#### [RECORDS PROVIDED]
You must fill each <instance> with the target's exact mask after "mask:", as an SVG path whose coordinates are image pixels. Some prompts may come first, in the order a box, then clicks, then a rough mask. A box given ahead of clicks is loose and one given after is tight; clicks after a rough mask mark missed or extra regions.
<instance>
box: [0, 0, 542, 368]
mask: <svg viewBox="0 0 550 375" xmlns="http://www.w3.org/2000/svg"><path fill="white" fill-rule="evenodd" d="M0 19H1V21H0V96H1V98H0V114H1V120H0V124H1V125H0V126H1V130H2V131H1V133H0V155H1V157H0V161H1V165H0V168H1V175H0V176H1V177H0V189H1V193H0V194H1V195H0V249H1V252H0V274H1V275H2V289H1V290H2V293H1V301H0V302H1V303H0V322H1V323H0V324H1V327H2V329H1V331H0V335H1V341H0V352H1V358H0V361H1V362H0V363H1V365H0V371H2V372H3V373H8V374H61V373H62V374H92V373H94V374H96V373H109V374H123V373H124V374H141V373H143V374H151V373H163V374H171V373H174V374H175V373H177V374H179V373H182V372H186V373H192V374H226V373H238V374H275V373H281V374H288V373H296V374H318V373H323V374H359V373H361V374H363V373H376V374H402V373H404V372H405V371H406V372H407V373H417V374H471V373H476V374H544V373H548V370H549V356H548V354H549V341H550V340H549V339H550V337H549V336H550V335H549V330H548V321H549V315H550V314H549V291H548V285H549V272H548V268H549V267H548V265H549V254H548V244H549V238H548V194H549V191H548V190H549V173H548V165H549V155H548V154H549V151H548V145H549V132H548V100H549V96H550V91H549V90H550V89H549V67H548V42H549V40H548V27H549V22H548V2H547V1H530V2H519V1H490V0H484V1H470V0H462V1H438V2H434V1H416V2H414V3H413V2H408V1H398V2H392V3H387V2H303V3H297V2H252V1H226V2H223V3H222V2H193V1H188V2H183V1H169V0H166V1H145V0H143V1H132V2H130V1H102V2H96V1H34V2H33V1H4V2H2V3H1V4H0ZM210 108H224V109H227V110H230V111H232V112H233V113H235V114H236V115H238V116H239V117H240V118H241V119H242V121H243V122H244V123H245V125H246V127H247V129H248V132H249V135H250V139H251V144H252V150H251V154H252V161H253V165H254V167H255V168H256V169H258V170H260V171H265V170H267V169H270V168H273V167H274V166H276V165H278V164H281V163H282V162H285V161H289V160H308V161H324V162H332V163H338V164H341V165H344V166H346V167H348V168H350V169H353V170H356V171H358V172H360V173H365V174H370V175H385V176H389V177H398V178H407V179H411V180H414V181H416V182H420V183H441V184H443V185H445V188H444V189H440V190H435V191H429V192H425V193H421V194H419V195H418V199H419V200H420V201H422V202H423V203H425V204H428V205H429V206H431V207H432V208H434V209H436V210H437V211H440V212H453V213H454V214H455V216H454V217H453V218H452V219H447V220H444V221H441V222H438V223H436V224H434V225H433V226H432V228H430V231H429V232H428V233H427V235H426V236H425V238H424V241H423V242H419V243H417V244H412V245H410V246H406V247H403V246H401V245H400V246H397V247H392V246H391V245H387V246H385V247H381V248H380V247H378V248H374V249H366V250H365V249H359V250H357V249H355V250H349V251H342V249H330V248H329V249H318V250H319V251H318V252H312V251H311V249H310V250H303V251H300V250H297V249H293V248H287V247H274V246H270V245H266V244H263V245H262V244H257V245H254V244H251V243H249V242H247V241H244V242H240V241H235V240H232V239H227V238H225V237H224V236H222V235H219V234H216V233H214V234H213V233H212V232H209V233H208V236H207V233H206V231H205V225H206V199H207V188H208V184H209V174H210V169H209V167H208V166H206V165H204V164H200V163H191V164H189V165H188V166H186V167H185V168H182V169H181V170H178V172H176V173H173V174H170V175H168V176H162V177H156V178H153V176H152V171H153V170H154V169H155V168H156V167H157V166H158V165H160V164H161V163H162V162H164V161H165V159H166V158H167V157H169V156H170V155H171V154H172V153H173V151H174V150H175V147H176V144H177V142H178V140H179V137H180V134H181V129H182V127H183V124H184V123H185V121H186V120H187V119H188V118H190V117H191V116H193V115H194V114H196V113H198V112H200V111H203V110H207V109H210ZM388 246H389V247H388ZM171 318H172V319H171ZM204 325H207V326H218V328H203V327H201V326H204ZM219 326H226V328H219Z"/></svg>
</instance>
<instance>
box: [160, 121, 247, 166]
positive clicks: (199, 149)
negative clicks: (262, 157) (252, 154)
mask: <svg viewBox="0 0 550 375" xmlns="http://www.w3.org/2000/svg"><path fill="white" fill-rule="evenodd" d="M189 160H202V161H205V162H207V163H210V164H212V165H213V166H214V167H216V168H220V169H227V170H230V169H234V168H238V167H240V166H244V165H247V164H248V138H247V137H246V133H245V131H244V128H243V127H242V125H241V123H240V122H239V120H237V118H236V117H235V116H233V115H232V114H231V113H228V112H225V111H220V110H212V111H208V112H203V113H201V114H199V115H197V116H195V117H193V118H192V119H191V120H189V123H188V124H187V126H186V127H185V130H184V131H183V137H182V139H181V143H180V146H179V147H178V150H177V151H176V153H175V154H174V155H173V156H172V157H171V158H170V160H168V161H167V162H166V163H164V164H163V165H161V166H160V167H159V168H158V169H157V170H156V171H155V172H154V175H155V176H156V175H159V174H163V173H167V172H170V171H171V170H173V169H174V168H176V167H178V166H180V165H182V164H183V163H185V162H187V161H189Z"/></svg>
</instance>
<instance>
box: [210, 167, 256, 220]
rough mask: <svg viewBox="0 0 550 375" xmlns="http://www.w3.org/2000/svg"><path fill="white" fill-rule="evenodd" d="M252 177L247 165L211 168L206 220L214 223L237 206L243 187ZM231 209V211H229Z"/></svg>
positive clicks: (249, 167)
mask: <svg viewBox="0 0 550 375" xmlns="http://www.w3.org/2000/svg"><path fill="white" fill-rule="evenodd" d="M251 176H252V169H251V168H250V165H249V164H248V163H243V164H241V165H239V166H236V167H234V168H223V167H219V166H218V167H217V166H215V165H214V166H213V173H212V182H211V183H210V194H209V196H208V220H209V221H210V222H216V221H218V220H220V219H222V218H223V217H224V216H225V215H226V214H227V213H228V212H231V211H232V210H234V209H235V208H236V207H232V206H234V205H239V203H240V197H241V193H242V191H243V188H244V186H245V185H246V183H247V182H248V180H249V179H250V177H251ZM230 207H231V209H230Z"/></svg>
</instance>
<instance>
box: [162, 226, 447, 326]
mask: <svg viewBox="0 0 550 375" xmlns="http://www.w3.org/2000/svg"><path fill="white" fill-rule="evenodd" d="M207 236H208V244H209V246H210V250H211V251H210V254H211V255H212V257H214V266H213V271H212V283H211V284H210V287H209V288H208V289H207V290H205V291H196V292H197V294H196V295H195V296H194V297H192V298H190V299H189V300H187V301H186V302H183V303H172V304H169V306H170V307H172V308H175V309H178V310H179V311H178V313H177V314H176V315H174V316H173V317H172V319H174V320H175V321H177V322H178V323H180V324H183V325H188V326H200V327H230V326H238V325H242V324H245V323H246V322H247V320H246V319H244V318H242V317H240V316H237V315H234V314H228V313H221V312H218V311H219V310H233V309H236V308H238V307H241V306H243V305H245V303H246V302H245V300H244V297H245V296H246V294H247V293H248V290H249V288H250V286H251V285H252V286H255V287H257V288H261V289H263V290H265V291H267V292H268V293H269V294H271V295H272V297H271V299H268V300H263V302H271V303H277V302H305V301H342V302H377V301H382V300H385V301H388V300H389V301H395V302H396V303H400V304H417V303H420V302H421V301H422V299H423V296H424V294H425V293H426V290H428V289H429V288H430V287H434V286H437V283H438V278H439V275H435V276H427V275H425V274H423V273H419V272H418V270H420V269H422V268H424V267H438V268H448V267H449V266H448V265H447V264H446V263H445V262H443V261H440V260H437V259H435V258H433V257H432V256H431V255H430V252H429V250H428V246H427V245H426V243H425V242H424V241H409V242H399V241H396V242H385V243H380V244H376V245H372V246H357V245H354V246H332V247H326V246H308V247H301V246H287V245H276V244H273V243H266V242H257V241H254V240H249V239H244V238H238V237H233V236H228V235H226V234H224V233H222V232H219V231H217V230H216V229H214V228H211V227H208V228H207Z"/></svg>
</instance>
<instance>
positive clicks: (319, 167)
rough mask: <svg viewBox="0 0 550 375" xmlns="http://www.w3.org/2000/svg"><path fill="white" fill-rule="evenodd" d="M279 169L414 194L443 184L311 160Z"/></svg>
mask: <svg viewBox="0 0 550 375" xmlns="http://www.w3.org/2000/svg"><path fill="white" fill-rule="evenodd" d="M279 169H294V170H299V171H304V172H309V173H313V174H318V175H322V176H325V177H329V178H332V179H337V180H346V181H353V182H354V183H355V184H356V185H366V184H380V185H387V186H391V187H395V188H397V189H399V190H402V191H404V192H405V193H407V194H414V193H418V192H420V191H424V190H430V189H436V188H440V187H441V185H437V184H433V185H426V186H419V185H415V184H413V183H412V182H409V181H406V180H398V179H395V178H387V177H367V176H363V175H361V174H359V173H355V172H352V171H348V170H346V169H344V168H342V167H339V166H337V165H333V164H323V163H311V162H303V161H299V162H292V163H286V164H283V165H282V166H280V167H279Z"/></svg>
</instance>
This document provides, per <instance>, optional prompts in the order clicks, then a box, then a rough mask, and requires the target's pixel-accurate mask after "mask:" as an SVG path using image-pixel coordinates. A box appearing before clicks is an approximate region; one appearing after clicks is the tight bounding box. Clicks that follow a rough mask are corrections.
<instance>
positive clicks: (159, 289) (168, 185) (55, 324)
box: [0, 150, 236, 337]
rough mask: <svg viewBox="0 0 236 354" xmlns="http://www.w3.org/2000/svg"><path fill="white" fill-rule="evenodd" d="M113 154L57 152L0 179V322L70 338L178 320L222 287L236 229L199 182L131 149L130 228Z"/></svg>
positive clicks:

#### [EXERCISE BRIEF]
Copy the lines exactly, beginning at the line that contains "154L57 152L0 179V322L70" and continuing through the end of the rows.

#### [REPLY TO THE EXERCISE]
rough mask: <svg viewBox="0 0 236 354" xmlns="http://www.w3.org/2000/svg"><path fill="white" fill-rule="evenodd" d="M113 154L57 152L0 179V322L70 338L178 320L222 287L236 229L199 182L131 149L130 228Z"/></svg>
positive clicks:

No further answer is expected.